TASK OBJECTIVE:
Word for word, please restate the line containing "Target: group of people" and all the lines that follow it to the end of the data.

DATA RECORDS:

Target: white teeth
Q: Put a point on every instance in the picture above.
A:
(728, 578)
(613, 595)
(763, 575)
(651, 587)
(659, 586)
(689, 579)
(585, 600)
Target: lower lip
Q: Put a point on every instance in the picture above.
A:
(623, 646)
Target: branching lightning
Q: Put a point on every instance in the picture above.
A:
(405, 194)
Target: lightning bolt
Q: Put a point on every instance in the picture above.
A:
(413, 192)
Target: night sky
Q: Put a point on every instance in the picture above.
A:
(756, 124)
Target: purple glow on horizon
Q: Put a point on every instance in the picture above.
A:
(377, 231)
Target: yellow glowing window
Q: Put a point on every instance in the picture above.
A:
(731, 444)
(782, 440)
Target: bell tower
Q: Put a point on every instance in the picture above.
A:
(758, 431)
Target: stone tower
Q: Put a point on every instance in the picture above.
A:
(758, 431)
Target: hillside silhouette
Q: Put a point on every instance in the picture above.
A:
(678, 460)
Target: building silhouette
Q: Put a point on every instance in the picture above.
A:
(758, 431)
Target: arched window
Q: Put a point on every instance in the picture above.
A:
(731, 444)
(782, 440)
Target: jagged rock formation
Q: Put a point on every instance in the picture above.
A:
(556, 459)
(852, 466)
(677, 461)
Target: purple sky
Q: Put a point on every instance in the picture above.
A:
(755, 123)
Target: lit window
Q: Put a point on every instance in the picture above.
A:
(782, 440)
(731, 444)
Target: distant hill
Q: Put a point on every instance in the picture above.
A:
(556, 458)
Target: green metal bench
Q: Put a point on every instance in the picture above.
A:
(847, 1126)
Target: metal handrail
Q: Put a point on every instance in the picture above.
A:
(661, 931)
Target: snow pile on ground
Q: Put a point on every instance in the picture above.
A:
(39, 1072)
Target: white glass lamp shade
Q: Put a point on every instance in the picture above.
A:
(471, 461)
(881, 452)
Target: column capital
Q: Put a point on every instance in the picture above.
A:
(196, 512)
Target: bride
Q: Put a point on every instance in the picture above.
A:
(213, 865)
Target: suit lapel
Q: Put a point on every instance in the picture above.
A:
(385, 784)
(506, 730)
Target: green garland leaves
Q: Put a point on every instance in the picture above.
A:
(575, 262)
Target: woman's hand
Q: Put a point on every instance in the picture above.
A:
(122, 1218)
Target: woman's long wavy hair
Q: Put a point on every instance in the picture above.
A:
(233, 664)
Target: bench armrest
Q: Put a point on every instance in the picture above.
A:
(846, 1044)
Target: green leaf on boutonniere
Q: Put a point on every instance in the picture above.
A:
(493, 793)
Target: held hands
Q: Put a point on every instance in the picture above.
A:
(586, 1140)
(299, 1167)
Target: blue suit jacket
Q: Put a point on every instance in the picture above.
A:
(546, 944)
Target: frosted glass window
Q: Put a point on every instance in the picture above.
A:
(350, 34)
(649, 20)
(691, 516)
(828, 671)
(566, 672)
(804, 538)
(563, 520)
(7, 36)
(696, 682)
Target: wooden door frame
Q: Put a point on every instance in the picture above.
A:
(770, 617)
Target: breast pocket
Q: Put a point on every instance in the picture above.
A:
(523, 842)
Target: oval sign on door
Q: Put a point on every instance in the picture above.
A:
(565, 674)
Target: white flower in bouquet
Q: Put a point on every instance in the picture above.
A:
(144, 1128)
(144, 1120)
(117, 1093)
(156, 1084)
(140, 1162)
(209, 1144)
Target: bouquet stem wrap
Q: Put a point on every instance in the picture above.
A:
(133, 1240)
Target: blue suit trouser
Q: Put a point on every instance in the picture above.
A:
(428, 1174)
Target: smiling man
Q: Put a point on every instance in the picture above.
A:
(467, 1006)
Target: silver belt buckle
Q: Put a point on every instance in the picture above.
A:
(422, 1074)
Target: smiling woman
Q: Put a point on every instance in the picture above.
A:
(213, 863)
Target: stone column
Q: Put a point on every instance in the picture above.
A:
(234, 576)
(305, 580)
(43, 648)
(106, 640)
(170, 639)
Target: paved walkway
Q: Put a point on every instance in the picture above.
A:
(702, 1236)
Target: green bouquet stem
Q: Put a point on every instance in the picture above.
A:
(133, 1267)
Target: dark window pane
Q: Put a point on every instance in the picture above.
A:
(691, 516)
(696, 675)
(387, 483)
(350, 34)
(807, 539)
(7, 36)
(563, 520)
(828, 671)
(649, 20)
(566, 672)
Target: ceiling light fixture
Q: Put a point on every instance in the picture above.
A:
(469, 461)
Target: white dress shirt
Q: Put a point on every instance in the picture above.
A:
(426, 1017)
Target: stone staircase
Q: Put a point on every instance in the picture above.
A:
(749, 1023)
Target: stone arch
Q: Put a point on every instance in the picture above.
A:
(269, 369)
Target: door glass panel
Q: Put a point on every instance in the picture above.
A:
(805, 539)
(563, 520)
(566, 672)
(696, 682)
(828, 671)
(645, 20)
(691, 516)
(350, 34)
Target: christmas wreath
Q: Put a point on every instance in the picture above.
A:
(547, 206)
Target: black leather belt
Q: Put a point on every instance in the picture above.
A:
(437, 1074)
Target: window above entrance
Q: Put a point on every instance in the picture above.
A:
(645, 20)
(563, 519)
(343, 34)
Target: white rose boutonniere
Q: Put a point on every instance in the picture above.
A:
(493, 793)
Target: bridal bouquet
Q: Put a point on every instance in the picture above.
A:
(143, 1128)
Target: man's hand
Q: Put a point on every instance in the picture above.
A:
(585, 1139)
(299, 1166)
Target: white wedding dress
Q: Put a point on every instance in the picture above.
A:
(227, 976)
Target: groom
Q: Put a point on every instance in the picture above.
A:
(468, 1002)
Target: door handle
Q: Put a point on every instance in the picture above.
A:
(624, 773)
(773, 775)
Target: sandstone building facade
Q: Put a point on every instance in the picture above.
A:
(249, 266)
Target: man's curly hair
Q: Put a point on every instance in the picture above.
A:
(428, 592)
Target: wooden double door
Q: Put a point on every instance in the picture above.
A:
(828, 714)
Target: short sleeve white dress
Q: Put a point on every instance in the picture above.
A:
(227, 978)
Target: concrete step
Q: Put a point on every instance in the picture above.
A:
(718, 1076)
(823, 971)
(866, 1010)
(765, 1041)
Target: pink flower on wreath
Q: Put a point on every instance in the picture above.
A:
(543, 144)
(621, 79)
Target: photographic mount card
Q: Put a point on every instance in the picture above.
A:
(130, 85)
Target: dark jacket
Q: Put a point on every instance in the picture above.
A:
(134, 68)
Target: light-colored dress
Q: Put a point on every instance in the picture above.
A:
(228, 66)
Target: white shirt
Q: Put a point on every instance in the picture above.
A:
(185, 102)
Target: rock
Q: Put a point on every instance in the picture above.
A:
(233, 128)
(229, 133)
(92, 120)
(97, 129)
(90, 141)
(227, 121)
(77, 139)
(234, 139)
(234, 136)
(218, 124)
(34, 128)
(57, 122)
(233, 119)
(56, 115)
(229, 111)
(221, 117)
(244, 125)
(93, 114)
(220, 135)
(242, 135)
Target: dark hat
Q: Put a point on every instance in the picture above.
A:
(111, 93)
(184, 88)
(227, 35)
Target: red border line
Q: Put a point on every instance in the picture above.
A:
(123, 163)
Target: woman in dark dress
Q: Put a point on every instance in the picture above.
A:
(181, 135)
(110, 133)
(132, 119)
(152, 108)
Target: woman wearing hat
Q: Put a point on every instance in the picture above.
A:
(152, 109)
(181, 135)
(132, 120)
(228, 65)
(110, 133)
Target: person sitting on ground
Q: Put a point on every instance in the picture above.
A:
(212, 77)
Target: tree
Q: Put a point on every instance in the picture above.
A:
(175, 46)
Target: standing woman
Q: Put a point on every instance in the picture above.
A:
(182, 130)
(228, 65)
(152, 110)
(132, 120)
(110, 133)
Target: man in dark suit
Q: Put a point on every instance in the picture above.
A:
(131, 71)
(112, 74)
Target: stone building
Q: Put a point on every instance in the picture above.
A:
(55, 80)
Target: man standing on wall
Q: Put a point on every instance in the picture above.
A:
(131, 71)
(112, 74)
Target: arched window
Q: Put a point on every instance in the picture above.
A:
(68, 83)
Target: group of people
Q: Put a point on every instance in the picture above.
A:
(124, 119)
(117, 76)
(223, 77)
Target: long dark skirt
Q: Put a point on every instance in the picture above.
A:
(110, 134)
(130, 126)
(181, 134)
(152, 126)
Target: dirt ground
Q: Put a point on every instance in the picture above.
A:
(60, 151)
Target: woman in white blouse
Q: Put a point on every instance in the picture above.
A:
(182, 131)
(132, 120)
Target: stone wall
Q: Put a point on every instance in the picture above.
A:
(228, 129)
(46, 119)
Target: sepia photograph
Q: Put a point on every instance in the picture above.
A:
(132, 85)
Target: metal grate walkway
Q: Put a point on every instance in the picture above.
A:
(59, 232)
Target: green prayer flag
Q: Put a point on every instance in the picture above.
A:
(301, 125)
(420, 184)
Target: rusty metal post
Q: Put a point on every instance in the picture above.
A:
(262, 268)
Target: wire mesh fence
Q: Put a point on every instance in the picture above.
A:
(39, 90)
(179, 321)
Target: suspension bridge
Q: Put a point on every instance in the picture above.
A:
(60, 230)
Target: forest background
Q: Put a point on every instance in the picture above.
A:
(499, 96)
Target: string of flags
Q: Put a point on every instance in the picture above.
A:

EXERCISE OUTPUT:
Target: group of people
Q: Put a point on every instance in the picture above.
A:
(124, 119)
(117, 76)
(223, 77)
Target: long dark skirt
Q: Put a point on every instance in the picture above.
A:
(110, 134)
(130, 126)
(181, 134)
(152, 126)
Target: dirt ground
Q: Put a point on every instance in the picture above.
A:
(60, 151)
Target: woman in white blouse
Q: Put a point on every instance in the picture above.
A:
(182, 131)
(132, 120)
Target: stone wall
Q: Put a point on every instance in the picture above.
A:
(228, 129)
(46, 119)
Target: sepia photograph
Q: Put a point on every instance in the picture above.
A:
(132, 85)
Target: metal grate walkway
Q: Put a point on every instance in the picture above.
A:
(59, 232)
Target: green prayer flag
Q: Put a point on every instance in the picture above.
A:
(301, 125)
(420, 184)
Target: rusty metal post
Q: Put a point on every instance in the picture above.
A:
(262, 268)
Target: wire mesh fence
Q: Put a point on every instance in the picture above.
A:
(39, 90)
(179, 321)
Target: suspension bridge
Q: Put a point on every instance in the picture above.
A:
(60, 230)
Target: forest background
Q: Put a point on every instance in the picture above.
A:
(499, 96)
Target: string of flags
Q: Put a point on every instance in the picture above.
A:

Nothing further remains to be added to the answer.